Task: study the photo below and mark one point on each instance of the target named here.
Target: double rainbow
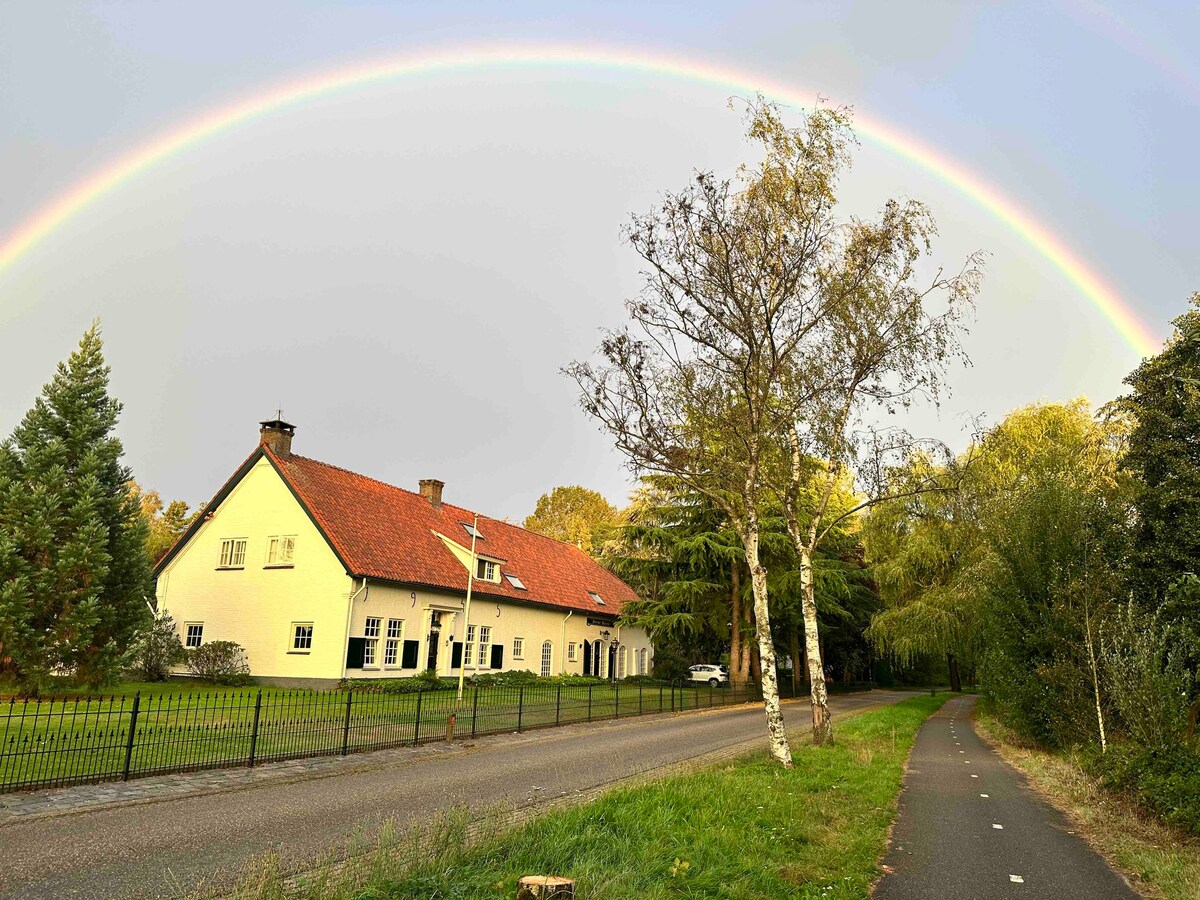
(215, 121)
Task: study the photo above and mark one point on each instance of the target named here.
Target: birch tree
(880, 340)
(690, 387)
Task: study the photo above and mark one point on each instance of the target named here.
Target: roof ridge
(414, 493)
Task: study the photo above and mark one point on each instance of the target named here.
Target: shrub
(220, 661)
(426, 681)
(1147, 678)
(154, 651)
(1164, 780)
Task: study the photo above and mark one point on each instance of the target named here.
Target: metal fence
(46, 743)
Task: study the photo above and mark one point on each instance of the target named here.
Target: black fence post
(474, 709)
(129, 743)
(253, 733)
(417, 729)
(346, 725)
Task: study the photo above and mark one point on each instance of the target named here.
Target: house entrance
(435, 639)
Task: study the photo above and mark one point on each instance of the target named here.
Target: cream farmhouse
(322, 574)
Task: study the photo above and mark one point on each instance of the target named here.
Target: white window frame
(187, 634)
(391, 646)
(233, 553)
(298, 639)
(281, 551)
(371, 646)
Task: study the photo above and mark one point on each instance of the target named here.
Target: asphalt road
(970, 827)
(169, 847)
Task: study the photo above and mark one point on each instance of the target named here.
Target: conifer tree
(73, 567)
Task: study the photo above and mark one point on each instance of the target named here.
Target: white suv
(713, 675)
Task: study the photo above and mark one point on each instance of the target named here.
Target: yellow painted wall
(507, 619)
(256, 605)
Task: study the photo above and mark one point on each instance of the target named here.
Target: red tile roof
(384, 532)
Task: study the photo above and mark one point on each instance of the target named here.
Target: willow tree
(691, 385)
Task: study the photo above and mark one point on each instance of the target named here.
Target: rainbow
(215, 121)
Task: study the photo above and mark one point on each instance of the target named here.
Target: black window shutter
(411, 649)
(354, 652)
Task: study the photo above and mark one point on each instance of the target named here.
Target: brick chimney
(277, 435)
(431, 490)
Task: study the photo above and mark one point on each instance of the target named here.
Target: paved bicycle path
(168, 847)
(971, 827)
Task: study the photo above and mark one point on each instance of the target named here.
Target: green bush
(1149, 678)
(426, 681)
(155, 651)
(220, 661)
(1164, 780)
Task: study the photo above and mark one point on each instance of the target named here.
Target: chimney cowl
(277, 435)
(431, 490)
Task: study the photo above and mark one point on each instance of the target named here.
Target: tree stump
(539, 887)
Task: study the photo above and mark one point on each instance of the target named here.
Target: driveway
(171, 845)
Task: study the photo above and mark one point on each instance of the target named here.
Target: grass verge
(743, 831)
(1162, 861)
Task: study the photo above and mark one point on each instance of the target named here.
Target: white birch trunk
(819, 696)
(777, 732)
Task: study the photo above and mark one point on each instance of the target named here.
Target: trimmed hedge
(1164, 780)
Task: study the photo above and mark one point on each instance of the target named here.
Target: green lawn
(742, 831)
(87, 738)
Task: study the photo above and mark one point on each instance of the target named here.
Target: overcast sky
(405, 268)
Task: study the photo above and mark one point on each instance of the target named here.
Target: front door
(435, 639)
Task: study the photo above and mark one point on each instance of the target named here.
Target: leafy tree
(573, 514)
(691, 388)
(165, 525)
(73, 567)
(1165, 456)
(1017, 569)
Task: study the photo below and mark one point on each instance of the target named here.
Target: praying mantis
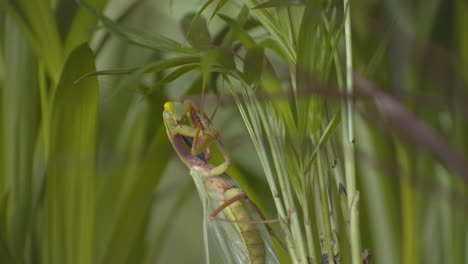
(242, 234)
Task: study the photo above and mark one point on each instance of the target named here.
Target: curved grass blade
(158, 43)
(70, 195)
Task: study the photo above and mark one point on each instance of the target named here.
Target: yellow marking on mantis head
(177, 110)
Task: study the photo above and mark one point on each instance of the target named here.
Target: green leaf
(20, 129)
(78, 30)
(280, 3)
(253, 64)
(136, 206)
(158, 43)
(71, 174)
(237, 29)
(196, 31)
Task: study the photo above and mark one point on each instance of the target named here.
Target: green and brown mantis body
(240, 236)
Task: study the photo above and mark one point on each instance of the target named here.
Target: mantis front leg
(200, 130)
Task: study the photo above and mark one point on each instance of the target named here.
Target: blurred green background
(87, 174)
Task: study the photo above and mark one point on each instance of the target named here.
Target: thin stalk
(410, 237)
(349, 151)
(45, 110)
(324, 207)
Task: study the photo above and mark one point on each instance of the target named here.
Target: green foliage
(358, 139)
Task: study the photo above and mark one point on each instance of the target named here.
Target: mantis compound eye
(177, 110)
(169, 107)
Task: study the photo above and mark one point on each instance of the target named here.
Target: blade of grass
(70, 195)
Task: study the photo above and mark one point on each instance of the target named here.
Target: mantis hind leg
(243, 196)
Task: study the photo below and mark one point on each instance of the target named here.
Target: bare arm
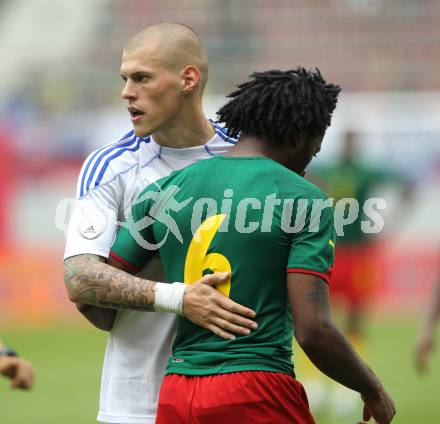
(91, 281)
(329, 350)
(425, 342)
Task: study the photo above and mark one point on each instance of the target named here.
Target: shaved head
(174, 45)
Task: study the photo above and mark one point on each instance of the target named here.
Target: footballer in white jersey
(140, 342)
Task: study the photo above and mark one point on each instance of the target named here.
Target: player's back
(236, 214)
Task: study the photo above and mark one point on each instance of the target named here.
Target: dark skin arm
(92, 282)
(329, 350)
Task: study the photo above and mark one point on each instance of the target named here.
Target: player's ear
(190, 79)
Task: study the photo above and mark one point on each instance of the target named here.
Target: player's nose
(128, 92)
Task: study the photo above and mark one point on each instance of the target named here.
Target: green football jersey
(247, 215)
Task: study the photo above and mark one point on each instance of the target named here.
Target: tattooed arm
(90, 281)
(329, 350)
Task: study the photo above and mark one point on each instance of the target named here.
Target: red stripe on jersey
(124, 262)
(326, 276)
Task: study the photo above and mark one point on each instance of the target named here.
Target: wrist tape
(169, 297)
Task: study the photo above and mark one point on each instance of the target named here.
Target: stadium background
(60, 84)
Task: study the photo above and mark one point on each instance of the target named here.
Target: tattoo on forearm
(96, 283)
(319, 292)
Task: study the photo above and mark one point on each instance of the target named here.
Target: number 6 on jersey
(197, 261)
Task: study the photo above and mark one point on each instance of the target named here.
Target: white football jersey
(140, 342)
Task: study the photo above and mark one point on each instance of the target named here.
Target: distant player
(425, 342)
(18, 370)
(251, 214)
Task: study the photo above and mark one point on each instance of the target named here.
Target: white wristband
(169, 297)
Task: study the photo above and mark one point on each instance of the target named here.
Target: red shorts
(248, 397)
(355, 274)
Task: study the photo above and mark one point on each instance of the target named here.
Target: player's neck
(249, 146)
(189, 130)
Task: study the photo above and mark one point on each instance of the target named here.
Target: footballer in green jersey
(251, 214)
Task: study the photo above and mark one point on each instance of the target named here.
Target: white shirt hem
(126, 419)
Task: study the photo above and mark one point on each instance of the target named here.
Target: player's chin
(141, 130)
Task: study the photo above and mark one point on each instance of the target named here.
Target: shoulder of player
(106, 163)
(294, 184)
(223, 133)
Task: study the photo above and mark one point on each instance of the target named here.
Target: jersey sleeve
(134, 245)
(312, 247)
(94, 220)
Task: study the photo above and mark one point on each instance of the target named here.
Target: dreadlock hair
(278, 105)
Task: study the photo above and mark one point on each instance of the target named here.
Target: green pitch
(68, 362)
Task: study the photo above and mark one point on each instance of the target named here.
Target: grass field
(68, 361)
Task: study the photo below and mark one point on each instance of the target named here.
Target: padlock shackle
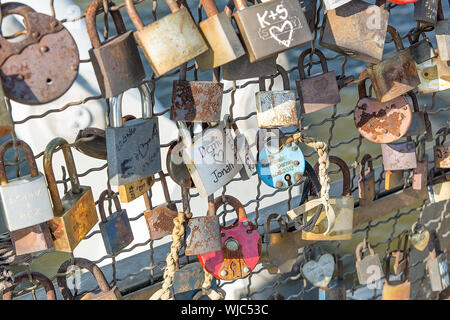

════════

• _Task_
Pull out every line of the material above that contains the string "mantis", matching case exactly.

• _The reply_
Target: praying mantis
Target: yellow marking on mantis head
Target: green and brown mantis body
Target: mantis front leg
Target: mantis compound eye
Target: mantis hind leg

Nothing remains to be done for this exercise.